------ Data in this exercise ------

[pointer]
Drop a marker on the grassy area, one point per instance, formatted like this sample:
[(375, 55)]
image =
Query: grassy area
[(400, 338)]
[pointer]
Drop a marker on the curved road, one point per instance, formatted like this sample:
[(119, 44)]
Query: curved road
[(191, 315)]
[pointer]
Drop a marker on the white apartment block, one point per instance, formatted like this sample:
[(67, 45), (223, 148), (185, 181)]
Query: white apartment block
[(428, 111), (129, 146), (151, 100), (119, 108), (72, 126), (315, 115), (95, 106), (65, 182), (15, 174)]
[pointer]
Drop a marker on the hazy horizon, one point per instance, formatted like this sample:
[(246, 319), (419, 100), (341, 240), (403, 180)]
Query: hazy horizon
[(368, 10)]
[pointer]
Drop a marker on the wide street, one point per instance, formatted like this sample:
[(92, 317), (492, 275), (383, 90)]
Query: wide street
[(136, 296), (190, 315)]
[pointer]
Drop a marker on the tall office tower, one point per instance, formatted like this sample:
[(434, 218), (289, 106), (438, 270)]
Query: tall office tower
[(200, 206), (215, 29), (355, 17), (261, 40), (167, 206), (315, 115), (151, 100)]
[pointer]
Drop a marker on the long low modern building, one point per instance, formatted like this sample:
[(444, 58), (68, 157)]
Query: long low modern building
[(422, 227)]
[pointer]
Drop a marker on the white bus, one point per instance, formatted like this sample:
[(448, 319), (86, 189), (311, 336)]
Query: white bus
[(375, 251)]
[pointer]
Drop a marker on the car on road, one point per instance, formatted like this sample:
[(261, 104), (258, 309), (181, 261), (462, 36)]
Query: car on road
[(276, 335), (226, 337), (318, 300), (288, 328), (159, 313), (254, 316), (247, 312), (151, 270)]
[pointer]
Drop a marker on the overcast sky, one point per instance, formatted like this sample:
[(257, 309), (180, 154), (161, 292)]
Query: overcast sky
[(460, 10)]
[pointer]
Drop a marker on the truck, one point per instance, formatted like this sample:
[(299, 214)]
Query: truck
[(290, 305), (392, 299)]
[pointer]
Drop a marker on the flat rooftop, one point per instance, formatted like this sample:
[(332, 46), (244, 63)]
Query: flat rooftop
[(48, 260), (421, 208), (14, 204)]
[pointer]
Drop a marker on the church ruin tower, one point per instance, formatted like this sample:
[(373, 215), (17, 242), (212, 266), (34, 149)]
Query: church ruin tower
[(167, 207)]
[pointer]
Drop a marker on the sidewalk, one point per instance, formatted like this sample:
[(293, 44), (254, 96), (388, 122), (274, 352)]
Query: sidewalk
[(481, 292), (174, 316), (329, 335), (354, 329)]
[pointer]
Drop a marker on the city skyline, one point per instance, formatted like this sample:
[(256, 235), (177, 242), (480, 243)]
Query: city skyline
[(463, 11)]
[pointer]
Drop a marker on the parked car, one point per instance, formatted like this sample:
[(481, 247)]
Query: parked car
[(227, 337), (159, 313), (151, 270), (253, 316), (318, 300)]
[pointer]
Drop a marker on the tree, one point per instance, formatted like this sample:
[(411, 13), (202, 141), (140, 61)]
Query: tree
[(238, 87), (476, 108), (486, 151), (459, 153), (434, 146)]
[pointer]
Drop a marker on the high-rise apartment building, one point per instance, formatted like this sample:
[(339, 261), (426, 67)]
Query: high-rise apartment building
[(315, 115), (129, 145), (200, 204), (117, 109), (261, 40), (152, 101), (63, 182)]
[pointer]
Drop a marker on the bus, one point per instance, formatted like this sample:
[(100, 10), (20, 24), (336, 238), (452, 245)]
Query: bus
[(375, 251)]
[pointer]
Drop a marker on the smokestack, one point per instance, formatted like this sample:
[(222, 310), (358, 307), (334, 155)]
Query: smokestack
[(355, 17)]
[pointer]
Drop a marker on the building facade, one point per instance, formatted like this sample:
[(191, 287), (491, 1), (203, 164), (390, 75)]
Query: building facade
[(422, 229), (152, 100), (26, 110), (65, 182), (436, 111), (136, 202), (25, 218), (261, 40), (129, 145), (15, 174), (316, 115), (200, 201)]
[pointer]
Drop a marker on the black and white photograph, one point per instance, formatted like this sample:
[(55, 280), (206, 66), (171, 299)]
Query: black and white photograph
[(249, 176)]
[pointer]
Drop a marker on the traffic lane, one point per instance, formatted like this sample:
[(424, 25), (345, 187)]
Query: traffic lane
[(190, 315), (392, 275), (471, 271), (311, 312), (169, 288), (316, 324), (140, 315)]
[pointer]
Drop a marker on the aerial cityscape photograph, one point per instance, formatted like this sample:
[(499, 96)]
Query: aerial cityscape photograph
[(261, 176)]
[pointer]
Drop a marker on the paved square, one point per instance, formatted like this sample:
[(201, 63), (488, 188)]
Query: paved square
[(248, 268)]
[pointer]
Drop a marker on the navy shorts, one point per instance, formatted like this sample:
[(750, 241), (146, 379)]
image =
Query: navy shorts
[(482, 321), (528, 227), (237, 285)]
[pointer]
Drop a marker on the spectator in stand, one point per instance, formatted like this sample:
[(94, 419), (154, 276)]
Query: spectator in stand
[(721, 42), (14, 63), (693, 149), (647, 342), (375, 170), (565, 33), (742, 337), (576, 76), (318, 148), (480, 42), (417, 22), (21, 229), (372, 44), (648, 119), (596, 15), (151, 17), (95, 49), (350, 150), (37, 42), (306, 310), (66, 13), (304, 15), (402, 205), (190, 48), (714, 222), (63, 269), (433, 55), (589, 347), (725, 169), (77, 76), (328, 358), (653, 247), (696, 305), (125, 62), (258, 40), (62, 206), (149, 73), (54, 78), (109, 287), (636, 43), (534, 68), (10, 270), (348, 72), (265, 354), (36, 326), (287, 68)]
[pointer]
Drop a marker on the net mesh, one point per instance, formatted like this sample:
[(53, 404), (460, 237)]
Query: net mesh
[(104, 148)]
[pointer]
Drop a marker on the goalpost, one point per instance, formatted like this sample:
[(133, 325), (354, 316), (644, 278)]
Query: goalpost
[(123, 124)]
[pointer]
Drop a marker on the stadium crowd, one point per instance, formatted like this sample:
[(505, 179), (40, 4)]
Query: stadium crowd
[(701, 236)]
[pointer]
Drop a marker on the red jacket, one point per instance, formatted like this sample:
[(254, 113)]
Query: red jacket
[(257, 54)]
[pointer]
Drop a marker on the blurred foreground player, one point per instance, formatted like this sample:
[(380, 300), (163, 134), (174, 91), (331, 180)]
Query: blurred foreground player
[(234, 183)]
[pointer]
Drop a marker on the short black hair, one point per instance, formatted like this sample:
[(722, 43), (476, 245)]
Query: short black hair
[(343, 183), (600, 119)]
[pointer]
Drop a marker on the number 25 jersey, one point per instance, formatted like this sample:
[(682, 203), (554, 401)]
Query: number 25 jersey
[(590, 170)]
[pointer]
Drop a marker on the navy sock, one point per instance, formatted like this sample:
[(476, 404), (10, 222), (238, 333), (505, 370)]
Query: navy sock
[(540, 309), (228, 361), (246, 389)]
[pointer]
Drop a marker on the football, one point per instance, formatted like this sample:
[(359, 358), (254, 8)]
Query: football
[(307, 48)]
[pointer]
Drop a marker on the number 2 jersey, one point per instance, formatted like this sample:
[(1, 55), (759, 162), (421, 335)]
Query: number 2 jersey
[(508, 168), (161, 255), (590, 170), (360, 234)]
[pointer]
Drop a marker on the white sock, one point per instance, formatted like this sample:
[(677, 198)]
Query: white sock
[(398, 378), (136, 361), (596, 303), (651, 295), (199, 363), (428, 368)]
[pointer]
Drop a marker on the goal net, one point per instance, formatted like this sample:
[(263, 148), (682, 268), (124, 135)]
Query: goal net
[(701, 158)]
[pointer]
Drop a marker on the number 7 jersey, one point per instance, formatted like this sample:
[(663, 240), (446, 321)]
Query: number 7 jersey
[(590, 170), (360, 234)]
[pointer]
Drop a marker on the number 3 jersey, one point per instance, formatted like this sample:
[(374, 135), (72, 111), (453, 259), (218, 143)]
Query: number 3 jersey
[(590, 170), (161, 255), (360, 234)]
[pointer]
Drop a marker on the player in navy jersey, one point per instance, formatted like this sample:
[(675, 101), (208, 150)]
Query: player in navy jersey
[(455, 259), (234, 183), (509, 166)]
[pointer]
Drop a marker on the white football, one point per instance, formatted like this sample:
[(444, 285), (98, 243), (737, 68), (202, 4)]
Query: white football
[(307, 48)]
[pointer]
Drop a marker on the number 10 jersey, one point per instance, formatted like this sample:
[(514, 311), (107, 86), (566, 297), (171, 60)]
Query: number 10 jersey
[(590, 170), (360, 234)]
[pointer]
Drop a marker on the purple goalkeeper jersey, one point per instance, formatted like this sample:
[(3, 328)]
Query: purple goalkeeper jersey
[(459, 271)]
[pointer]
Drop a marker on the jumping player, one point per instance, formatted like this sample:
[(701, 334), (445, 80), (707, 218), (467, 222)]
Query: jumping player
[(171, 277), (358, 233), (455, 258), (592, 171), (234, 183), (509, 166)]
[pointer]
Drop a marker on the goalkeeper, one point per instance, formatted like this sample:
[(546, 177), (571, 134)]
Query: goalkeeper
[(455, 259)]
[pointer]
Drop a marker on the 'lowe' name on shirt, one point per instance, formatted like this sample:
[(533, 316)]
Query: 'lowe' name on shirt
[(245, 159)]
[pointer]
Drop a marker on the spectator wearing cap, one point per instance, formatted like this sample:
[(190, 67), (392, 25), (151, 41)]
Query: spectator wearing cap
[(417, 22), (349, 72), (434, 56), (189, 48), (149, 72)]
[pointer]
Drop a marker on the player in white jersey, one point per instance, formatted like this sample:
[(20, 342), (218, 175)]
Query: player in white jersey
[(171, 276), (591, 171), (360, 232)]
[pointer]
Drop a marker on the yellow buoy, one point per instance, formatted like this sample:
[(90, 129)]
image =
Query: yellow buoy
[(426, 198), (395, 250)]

------
------ Data in this exercise ------

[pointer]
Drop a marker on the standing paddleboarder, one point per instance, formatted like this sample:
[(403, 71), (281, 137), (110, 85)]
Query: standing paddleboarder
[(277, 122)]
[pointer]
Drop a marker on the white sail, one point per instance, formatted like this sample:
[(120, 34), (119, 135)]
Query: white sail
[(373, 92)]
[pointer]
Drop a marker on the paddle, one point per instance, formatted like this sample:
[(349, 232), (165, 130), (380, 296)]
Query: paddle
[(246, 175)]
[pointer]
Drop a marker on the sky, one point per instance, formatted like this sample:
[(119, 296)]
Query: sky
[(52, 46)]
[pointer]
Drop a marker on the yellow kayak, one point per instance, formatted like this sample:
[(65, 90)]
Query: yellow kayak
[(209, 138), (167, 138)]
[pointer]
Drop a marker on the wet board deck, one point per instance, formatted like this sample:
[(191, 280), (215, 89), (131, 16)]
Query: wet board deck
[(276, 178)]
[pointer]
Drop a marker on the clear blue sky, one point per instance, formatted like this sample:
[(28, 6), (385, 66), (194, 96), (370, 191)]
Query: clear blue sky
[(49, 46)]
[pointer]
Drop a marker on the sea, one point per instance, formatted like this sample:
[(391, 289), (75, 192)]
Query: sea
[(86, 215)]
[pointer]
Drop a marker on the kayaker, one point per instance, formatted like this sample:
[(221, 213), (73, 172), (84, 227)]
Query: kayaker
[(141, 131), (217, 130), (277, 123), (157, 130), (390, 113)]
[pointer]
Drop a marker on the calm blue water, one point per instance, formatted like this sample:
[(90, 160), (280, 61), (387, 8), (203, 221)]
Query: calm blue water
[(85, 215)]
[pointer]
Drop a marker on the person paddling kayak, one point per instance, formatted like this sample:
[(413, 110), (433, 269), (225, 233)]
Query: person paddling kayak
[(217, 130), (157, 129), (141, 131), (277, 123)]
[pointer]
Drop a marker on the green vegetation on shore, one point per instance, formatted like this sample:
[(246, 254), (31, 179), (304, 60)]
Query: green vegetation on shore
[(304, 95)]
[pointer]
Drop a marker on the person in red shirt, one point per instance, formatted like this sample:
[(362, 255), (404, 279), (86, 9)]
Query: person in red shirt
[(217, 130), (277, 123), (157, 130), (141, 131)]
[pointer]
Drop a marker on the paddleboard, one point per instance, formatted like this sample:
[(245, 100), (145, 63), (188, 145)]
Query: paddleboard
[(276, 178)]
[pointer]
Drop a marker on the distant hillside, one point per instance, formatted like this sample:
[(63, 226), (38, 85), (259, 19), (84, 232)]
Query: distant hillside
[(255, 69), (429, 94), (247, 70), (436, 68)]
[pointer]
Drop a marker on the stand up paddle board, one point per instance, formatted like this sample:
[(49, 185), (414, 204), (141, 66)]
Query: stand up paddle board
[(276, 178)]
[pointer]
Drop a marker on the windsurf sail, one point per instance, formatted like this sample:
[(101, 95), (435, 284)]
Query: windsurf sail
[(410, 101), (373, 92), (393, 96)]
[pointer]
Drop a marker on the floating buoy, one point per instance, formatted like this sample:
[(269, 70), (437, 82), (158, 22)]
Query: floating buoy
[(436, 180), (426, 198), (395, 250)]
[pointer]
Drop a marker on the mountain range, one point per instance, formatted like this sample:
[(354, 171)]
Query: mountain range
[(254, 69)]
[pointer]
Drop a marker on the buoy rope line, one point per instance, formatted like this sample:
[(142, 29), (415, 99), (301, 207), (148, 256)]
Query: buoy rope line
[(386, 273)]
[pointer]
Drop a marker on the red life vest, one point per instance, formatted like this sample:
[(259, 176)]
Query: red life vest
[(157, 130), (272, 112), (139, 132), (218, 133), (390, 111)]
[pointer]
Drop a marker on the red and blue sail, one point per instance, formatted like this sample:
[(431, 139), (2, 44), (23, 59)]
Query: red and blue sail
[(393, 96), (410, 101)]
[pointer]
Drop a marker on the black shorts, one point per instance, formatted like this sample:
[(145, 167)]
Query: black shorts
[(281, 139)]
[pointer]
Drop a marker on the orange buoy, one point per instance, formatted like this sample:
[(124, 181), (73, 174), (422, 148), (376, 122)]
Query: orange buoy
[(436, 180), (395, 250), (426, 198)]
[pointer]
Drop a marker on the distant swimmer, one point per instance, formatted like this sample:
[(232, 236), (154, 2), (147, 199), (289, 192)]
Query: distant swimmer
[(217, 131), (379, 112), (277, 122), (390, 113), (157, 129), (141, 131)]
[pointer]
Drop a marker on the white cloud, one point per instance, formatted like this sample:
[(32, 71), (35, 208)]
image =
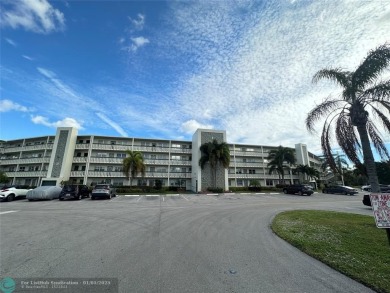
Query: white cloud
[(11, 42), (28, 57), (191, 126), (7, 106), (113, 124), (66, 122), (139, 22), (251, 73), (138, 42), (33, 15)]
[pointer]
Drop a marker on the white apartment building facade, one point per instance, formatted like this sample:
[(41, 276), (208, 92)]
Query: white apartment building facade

------
------ Data in this exercise ------

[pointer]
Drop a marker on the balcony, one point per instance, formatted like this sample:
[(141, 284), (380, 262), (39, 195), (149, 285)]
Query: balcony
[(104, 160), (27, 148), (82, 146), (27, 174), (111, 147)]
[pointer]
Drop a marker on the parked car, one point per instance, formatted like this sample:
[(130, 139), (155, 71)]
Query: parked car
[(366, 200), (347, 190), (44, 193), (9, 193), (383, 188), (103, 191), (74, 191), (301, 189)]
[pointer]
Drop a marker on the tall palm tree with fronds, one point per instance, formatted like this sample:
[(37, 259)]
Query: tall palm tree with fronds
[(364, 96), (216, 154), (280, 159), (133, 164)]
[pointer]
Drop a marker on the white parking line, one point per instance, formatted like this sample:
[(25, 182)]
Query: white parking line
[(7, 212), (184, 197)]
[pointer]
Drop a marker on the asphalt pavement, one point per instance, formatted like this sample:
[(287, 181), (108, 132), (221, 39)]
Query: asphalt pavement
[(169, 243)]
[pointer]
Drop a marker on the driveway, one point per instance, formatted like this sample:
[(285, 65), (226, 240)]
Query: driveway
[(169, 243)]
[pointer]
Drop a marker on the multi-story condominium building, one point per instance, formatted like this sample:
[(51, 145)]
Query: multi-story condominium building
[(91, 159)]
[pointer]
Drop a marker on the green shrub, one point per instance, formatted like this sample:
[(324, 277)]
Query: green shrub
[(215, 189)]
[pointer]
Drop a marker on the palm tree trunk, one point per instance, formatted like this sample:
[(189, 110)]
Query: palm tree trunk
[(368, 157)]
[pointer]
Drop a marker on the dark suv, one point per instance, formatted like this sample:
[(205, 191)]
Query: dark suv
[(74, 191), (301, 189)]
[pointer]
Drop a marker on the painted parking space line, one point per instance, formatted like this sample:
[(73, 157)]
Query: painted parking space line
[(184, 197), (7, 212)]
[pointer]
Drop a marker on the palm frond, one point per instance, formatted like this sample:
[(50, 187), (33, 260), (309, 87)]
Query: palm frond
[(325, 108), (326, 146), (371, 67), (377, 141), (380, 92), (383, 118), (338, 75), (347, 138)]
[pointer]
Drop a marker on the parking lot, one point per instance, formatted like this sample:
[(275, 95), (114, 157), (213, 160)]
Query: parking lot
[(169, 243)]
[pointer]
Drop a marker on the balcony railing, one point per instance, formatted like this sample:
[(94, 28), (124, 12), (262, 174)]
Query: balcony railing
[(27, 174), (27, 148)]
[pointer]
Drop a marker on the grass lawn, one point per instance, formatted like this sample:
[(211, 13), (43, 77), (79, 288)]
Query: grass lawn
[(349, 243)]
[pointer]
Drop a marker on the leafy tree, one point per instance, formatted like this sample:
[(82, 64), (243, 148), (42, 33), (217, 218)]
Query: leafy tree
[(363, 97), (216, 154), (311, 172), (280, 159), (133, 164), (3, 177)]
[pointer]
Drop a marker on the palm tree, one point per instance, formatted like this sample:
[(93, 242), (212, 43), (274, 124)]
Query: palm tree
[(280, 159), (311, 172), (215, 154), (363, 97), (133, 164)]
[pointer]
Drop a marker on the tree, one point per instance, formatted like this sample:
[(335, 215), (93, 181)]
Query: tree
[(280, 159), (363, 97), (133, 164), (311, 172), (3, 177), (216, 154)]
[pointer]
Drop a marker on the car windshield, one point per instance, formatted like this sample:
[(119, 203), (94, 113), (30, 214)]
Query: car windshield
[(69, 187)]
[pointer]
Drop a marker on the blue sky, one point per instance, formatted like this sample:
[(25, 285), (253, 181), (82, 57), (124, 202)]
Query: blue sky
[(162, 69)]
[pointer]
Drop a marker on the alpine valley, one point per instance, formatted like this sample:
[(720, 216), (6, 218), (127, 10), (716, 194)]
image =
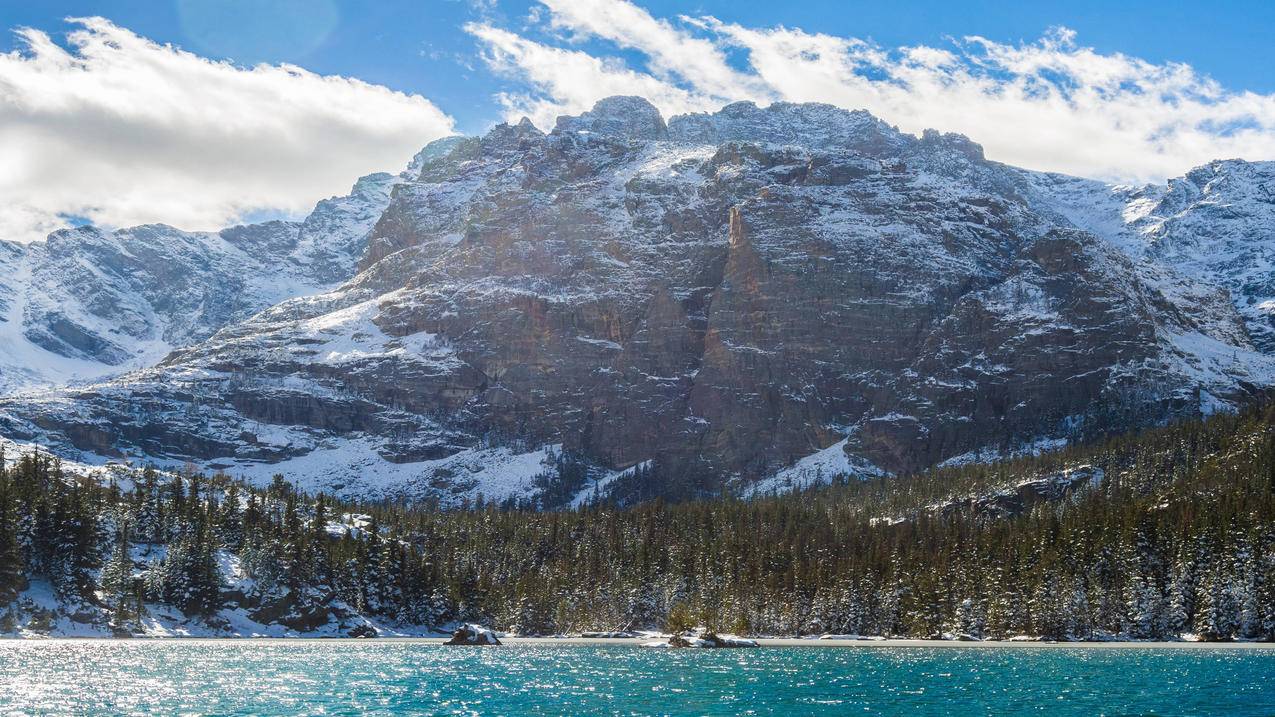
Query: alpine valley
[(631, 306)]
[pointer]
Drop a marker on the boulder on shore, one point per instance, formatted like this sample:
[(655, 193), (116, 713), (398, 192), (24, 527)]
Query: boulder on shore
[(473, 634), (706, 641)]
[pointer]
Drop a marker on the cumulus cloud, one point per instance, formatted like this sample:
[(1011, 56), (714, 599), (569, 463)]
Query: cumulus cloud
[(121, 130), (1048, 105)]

------

Goal:
Locate every line in the records above that contains the string "long", and copy each of those lines out in full.

The response:
Drop a marker on the long low modern building, one point per instance, formatted like this sample:
Query: long low modern building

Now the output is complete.